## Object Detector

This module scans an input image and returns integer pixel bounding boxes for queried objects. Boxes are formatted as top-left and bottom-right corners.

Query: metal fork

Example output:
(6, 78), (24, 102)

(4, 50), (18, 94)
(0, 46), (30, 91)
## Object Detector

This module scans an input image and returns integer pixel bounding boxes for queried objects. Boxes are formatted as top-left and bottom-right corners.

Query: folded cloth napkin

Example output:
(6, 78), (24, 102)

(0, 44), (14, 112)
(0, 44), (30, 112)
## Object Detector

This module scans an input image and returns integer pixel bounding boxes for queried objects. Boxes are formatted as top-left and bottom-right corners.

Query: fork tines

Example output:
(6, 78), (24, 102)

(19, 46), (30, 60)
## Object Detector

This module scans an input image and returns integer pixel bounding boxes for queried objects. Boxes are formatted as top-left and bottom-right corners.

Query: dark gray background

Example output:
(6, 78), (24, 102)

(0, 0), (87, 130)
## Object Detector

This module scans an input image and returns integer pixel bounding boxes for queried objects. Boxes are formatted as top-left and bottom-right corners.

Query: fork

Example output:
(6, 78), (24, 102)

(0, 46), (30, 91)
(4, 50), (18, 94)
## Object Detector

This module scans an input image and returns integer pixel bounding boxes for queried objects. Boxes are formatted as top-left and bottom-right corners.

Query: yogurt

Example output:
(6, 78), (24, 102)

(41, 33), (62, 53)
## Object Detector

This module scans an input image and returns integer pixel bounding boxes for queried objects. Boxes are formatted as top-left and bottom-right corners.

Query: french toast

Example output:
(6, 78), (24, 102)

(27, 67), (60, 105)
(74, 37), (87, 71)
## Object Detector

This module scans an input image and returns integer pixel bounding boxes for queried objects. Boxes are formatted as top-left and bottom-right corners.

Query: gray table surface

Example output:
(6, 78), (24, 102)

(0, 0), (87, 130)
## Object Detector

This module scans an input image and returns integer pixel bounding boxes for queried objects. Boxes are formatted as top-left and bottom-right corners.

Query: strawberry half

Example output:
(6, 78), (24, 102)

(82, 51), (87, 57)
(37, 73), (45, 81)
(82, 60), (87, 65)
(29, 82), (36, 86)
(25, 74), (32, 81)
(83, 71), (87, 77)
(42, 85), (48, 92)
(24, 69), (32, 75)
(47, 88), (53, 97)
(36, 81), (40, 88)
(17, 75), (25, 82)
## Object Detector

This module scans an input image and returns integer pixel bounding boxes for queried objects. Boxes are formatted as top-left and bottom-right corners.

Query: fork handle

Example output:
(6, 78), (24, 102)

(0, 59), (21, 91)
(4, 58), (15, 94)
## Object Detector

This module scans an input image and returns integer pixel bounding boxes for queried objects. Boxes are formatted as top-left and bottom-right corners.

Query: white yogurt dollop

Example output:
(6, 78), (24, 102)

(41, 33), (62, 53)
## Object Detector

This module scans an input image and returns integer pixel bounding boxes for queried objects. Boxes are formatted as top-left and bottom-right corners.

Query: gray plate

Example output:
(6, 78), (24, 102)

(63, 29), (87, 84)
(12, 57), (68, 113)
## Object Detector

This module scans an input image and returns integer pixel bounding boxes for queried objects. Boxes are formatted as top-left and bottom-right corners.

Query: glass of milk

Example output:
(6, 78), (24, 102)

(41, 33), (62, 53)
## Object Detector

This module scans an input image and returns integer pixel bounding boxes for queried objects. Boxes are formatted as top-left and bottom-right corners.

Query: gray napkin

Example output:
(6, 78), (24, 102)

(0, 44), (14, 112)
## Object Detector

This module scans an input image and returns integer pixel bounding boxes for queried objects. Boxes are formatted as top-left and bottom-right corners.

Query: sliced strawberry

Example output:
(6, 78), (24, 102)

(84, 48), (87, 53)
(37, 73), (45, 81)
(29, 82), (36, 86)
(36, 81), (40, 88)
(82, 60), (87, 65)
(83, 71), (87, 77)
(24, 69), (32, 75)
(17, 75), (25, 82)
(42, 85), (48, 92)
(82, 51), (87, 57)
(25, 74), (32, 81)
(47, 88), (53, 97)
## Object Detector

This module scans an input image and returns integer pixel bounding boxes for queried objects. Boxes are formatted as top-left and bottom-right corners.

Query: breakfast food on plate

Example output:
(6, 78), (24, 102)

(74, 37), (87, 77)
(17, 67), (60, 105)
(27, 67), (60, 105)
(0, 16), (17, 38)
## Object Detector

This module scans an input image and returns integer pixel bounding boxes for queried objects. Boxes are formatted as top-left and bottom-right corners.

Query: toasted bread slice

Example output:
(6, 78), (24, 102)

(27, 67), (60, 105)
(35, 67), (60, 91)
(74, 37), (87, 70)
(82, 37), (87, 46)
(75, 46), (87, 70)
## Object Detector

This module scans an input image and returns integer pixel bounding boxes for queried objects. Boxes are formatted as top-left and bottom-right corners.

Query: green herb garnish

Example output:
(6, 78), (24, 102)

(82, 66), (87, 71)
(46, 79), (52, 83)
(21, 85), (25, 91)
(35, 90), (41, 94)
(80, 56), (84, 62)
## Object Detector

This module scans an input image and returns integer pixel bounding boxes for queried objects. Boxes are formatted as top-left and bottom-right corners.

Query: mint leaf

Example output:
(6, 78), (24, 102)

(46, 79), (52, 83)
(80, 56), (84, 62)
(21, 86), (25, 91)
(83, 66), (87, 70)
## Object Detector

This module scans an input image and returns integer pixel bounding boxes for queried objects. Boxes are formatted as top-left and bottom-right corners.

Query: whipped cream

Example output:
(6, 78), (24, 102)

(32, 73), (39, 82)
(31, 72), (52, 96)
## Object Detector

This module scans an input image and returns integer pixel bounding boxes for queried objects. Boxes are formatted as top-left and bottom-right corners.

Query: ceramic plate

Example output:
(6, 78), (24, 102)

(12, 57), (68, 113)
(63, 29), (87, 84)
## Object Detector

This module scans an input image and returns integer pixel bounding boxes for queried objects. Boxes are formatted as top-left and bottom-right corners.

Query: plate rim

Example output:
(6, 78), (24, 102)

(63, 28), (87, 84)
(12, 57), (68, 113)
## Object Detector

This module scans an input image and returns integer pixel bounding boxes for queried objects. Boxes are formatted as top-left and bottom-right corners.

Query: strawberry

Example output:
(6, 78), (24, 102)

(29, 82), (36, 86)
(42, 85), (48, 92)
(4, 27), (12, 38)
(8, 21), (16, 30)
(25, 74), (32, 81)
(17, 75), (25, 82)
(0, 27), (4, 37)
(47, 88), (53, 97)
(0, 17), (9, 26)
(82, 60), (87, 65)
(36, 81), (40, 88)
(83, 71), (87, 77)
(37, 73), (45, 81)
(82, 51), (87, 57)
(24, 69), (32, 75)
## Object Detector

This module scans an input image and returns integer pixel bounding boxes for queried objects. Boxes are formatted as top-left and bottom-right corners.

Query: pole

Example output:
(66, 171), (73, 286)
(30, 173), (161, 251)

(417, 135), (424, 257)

------------------------

Work out how many lines in this material contain the string "napkin", and give that number alone.

* Written reply
2